→ Page text
━━━━━━━━━━━━━━━━━━━━

A few weeks back, we had a pretty intense medical scare in the family. Though I talk about the vast majority of my life here, this is one situation I don't feel comfortable sharing, but just know that it involved the most traumatizing few minutes of my life, and everything turned out to be 100% okay.
Still, when I went to bed later that night, all I could do was replay the situation on a loop, and each time it would leave me absolutely panic-stricken, tense, and terrified—even though I knew everything was fine. The next day by lunchtime, when I felt like my shoulders were touching my ears, I decided to reach out to my therapist for a quick phone call, something I can't remember ever feeling the need to do between sessions. After I explained what had happened, he shared a couple of things that resonated so much with me that I could see them benefitting anyone who's ever relived a scary situation, despite it turning out okay:
The first thing is to give yourself permission to take time to process things. As soon as I told my therapist what had happened, and explained that I didn't know how to unwind from it, he surprised me by saying, "What happened to you was extraordinarily traumatizing. It's no surprise that you're still feeling the effects of what you experienced. You shouldn't be over it a few minutes, days, or even months later." In other words, instead of pushing negative feelings away, allow yourself to experience them. It's all part of the normal process of healing. But the next thing he told me is key to feeling better in the moment and, ultimately, recovering...
"You're replaying the incident in your mind, but you're not completing the cycle of what happened. Yes, you're going through what took place, but you're ending the narrative at the terrifying moment, then repeating. You need to finish the story. Yes, this awful thing happened, BUT...everything is fine." Every time that loop begins to play, he explained, I had to remind myself of how it ended—it was scary, but everything was okay.
I had only been telling myself the scariest parts, but by shifting my perspective to seeing the experience as a whole, I was able to process it in a much healthier, more productive way. Imagine experiencing horrible turbulence on a flight. Of course, you're going to replay the moments when you thought the plane was going down, but complete the story: The plane landed, you stepped off the flight safe, and in an entirely new place from where you were just hours before.
These tips even help to process past trauma. The summer before high school, I got caught in a riptide at dusk for nearly an hour, and it's something I still think about today (and a big part of why I don't go into the ocean anymore). The part I replay is the constant crashing down of the waves on top of me, when I was gasping for air and unsure how I'd get back to shore. But, if I complete the cycle, I remember that my dad was the one who spotted me from the beach, ran into the water, and made sure I got in safely. I didn't realize how important it is to finish the story.

━━━━━━━━━━━━━━━━━━━━

→ Material provided

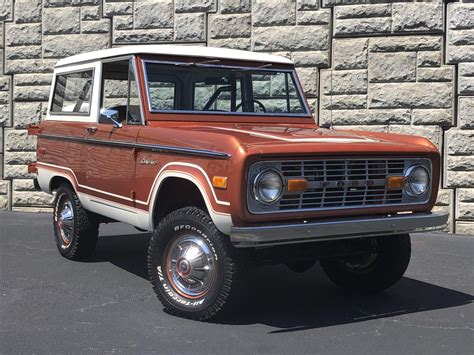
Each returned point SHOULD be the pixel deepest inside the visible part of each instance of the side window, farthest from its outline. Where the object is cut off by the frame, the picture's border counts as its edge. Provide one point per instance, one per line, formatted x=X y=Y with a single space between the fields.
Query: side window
x=120 y=92
x=73 y=92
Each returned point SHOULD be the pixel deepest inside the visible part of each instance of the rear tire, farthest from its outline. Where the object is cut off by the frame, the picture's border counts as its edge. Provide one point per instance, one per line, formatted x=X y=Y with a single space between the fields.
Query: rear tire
x=75 y=229
x=194 y=270
x=375 y=271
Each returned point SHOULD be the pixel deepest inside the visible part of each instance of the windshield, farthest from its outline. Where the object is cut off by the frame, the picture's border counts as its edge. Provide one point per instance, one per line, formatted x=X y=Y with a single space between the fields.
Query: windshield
x=187 y=87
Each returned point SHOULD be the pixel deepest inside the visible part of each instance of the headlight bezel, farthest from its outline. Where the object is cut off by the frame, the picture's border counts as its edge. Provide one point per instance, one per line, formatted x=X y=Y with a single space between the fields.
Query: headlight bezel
x=409 y=172
x=255 y=182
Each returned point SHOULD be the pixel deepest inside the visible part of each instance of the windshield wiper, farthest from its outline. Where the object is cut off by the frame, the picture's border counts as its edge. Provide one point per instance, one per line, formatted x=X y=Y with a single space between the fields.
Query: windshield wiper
x=196 y=64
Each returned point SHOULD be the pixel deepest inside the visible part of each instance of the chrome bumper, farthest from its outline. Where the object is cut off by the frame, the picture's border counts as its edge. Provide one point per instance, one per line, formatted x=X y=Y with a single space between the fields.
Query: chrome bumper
x=334 y=229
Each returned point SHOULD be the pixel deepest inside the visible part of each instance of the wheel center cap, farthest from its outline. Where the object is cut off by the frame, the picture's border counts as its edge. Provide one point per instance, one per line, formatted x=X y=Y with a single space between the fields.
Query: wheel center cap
x=183 y=267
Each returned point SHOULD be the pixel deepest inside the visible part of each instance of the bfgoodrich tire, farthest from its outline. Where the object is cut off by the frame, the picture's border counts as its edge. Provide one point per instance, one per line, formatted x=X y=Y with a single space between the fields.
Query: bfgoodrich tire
x=374 y=271
x=75 y=230
x=192 y=266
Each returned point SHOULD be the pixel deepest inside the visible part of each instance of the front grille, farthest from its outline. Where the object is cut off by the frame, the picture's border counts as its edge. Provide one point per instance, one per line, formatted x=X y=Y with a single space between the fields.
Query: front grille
x=342 y=183
x=338 y=184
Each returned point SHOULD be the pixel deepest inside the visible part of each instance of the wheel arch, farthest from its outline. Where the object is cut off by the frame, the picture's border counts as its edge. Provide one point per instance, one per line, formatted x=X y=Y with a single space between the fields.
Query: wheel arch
x=168 y=181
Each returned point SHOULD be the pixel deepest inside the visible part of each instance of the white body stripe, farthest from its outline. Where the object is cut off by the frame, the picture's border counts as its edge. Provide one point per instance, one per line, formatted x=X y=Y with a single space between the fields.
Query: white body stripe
x=131 y=215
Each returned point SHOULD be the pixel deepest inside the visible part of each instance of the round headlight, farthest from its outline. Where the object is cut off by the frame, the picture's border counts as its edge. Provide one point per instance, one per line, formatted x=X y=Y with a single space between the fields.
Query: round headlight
x=267 y=186
x=417 y=179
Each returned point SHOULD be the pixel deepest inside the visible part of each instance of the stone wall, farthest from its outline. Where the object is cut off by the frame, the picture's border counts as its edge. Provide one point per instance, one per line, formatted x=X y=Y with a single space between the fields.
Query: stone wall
x=365 y=64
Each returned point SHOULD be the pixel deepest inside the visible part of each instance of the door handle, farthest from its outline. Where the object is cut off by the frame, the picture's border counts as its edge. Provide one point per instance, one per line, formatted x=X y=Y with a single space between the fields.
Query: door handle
x=91 y=130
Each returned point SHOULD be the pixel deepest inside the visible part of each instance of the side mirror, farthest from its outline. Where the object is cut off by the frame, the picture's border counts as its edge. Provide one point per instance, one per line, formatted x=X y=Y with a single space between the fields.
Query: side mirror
x=110 y=115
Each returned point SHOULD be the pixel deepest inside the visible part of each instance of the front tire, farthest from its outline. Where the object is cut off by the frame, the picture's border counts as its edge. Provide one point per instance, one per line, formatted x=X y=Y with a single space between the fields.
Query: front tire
x=192 y=266
x=374 y=271
x=75 y=229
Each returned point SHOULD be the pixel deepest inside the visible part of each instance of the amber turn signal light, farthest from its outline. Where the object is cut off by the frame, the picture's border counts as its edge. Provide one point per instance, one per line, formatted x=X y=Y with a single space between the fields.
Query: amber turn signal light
x=297 y=185
x=219 y=182
x=395 y=182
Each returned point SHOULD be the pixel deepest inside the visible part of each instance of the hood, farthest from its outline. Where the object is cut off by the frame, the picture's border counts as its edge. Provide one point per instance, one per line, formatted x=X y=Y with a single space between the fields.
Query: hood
x=292 y=139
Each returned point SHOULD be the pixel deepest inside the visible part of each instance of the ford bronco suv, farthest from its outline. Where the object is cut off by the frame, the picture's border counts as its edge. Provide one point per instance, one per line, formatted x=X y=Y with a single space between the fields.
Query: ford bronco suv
x=215 y=151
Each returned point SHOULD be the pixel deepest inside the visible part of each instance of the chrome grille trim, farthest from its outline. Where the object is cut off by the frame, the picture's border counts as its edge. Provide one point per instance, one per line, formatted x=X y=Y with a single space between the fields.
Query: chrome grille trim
x=339 y=184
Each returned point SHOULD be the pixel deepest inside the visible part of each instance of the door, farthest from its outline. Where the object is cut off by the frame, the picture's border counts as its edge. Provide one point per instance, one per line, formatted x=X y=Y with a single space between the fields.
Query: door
x=111 y=142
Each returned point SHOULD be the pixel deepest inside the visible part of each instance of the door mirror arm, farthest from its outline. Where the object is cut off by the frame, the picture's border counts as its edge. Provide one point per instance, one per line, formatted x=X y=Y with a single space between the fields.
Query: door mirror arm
x=112 y=116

━━━━━━━━━━━━━━━━━━━━

→ What the exercise asks
From the text about replaying a frightening experience, copy the passage starting at "These tips even" and ending at "is to finish the story." word for word.

→ Task output
These tips even help to process past trauma. The summer before high school, I got caught in a riptide at dusk for nearly an hour, and it's something I still think about today (and a big part of why I don't go into the ocean anymore). The part I replay is the constant crashing down of the waves on top of me, when I was gasping for air and unsure how I'd get back to shore. But, if I complete the cycle, I remember that my dad was the one who spotted me from the beach, ran into the water, and made sure I got in safely. I didn't realize how important it is to finish the story.